PROMPT: Copy each line below that includes "flower".

━━ PROVIDED MATERIAL ━━

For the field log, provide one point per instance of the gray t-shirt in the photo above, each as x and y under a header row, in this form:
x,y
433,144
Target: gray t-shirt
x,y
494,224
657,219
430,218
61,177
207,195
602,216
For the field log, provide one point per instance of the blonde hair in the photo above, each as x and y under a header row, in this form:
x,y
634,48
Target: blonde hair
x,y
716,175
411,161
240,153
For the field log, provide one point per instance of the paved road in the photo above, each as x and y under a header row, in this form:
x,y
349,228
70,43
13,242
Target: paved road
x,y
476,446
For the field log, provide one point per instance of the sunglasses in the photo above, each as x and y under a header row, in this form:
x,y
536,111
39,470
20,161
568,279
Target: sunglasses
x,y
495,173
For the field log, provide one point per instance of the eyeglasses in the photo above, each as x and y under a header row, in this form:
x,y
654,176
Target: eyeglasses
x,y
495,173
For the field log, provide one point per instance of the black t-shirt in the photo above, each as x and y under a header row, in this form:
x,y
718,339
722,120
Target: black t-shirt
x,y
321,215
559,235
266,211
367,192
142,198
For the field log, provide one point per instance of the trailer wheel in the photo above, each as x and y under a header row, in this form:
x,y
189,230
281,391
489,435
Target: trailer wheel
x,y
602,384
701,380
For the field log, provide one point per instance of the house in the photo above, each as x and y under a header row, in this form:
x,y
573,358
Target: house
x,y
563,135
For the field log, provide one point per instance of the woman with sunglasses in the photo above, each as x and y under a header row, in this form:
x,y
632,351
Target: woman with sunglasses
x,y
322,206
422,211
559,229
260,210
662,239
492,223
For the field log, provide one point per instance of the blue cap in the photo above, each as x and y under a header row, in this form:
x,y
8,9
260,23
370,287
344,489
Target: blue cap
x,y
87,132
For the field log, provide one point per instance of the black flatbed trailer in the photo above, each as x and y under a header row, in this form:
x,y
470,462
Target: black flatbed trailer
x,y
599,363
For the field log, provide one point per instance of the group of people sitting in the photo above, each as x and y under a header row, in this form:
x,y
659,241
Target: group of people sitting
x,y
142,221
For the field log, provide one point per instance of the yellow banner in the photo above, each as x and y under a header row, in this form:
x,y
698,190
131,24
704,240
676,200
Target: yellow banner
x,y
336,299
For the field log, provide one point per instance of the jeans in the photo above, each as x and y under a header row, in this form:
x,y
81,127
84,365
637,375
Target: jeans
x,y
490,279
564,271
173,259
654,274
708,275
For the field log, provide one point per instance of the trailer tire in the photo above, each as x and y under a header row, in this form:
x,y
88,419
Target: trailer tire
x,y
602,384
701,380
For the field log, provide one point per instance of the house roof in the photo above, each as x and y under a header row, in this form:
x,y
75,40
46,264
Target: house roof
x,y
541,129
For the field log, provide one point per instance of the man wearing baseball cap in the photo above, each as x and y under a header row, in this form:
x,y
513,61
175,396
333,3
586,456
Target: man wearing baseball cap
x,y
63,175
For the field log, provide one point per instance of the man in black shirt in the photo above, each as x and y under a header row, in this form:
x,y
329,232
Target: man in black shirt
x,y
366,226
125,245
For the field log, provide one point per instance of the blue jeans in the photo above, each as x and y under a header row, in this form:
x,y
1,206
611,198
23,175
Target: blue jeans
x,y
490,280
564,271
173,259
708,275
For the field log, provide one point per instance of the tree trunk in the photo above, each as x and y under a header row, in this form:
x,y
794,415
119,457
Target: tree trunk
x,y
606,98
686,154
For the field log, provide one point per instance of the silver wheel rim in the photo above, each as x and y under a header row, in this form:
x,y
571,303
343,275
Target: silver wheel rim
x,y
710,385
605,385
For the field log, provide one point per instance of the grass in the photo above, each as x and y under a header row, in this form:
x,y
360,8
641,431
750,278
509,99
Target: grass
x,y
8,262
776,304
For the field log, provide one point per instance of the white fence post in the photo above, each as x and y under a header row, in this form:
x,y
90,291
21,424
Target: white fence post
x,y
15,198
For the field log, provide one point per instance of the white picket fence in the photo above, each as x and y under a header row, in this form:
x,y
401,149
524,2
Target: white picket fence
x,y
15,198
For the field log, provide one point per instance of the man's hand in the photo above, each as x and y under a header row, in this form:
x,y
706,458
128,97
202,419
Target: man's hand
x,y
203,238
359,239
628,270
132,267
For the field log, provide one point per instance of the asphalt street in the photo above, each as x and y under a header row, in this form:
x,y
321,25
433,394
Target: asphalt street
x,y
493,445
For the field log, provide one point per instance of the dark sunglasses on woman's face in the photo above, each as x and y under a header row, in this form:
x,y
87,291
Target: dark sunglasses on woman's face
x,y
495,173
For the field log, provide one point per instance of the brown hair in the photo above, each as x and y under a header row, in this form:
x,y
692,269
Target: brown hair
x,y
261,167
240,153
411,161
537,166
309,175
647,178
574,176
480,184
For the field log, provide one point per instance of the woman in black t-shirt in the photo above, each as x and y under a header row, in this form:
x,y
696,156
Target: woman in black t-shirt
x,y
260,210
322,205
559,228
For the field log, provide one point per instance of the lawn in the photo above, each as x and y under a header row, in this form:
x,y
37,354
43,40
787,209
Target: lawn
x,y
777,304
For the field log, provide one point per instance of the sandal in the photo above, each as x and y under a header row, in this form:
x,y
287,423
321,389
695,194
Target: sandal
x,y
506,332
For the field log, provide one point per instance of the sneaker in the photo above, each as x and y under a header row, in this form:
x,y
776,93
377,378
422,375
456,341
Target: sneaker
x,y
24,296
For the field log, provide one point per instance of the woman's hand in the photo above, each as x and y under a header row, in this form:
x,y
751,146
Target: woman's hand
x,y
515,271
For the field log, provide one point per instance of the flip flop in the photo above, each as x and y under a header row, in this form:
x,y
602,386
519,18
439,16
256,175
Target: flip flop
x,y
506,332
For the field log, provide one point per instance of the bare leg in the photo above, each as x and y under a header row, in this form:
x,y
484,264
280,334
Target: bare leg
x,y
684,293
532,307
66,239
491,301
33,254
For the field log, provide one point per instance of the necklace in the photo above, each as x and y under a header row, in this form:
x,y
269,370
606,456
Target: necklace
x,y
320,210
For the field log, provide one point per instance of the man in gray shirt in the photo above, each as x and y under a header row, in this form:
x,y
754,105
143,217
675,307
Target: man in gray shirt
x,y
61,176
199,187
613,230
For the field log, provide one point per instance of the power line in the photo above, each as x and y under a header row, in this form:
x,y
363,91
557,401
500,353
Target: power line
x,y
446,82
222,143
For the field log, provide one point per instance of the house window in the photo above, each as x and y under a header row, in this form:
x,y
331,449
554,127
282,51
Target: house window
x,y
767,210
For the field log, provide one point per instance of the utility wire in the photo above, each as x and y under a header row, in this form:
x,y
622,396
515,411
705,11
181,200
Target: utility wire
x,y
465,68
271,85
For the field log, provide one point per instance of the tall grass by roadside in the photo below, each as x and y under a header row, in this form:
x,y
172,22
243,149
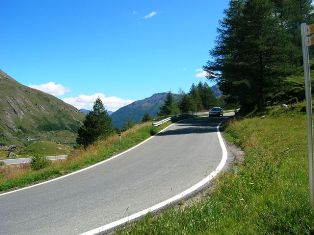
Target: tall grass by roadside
x,y
267,194
15,177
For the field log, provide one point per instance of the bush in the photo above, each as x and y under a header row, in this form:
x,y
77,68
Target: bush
x,y
153,130
39,161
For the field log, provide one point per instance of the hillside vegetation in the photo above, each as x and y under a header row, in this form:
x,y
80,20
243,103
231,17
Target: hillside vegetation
x,y
266,194
135,111
29,113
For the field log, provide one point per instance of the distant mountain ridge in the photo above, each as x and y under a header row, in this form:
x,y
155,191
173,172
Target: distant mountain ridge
x,y
136,110
27,112
216,90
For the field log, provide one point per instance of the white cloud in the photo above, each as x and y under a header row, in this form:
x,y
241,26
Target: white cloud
x,y
51,88
150,15
111,103
200,73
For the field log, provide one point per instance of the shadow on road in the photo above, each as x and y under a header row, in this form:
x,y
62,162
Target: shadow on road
x,y
198,125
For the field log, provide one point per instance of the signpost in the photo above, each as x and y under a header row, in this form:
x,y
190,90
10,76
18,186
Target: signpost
x,y
307,32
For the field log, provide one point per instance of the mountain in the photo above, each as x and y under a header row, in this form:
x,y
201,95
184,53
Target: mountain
x,y
30,113
136,110
216,90
86,111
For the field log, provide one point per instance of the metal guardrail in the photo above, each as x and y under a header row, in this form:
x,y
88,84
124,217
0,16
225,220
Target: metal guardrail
x,y
161,122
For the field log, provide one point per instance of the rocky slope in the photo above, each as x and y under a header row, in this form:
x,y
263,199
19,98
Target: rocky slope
x,y
26,113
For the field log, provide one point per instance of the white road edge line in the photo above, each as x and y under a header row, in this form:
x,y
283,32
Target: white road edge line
x,y
87,168
172,199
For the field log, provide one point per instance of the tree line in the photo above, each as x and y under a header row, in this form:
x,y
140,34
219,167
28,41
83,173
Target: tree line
x,y
97,123
200,97
258,46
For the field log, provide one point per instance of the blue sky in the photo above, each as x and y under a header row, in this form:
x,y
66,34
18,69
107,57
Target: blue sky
x,y
119,50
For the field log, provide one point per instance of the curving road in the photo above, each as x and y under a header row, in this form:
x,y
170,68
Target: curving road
x,y
162,167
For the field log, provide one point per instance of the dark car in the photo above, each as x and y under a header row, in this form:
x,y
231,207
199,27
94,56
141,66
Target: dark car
x,y
216,112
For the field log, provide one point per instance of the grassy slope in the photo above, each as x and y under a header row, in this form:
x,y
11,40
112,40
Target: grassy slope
x,y
45,148
267,194
11,177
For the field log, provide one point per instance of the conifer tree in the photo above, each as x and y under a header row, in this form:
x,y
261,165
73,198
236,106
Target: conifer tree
x,y
97,124
186,104
170,106
253,53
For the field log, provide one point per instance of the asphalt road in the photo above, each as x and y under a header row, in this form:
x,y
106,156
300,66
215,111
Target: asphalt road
x,y
162,167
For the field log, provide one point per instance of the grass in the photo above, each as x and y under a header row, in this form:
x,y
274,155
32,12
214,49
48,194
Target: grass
x,y
20,176
3,154
266,194
45,148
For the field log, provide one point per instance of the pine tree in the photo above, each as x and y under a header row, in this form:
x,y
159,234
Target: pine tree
x,y
146,117
97,124
207,95
186,105
196,98
253,54
170,106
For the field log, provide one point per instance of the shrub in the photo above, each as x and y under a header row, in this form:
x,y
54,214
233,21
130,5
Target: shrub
x,y
153,130
39,161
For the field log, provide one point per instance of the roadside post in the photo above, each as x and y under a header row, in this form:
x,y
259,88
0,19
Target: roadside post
x,y
307,35
120,138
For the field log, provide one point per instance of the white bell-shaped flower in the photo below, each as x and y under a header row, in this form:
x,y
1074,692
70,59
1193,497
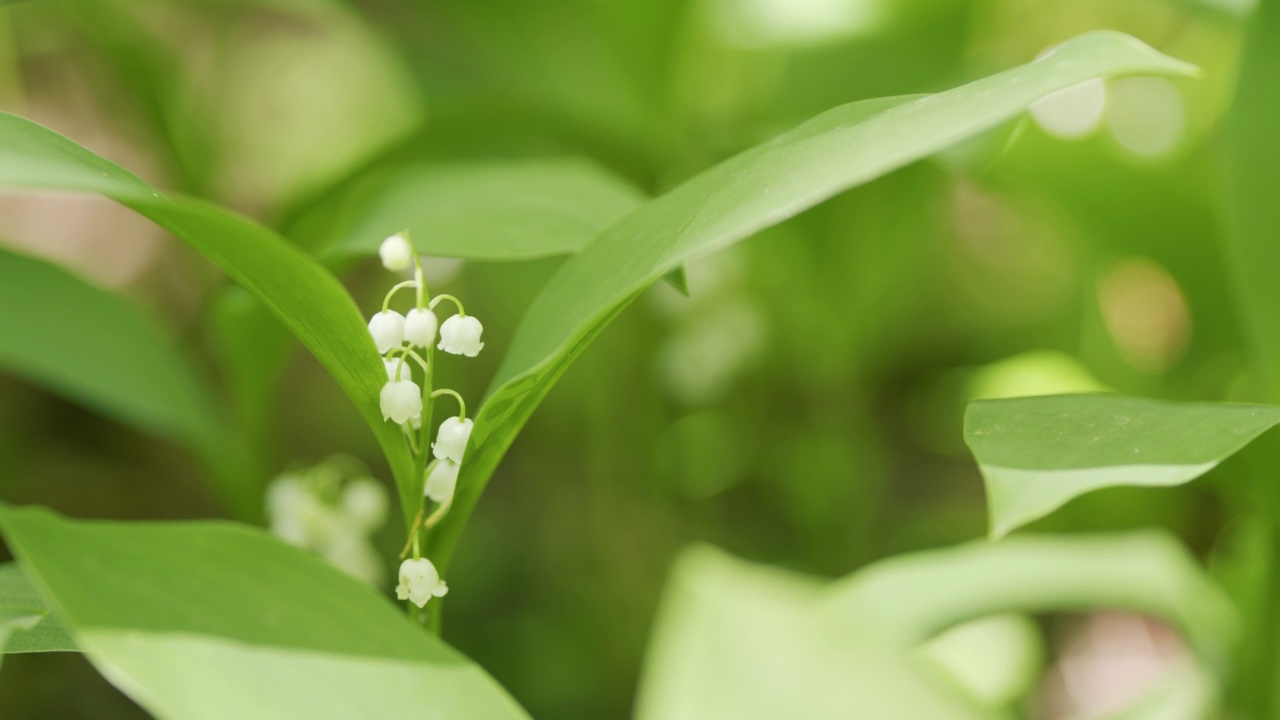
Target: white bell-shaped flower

━━━

OUTPUT BELOW:
For the field log, provide one point per instance of the white bell-shaped flower in the photo below, each as x and y under a header row, in this form:
Target: white bell-shaped flower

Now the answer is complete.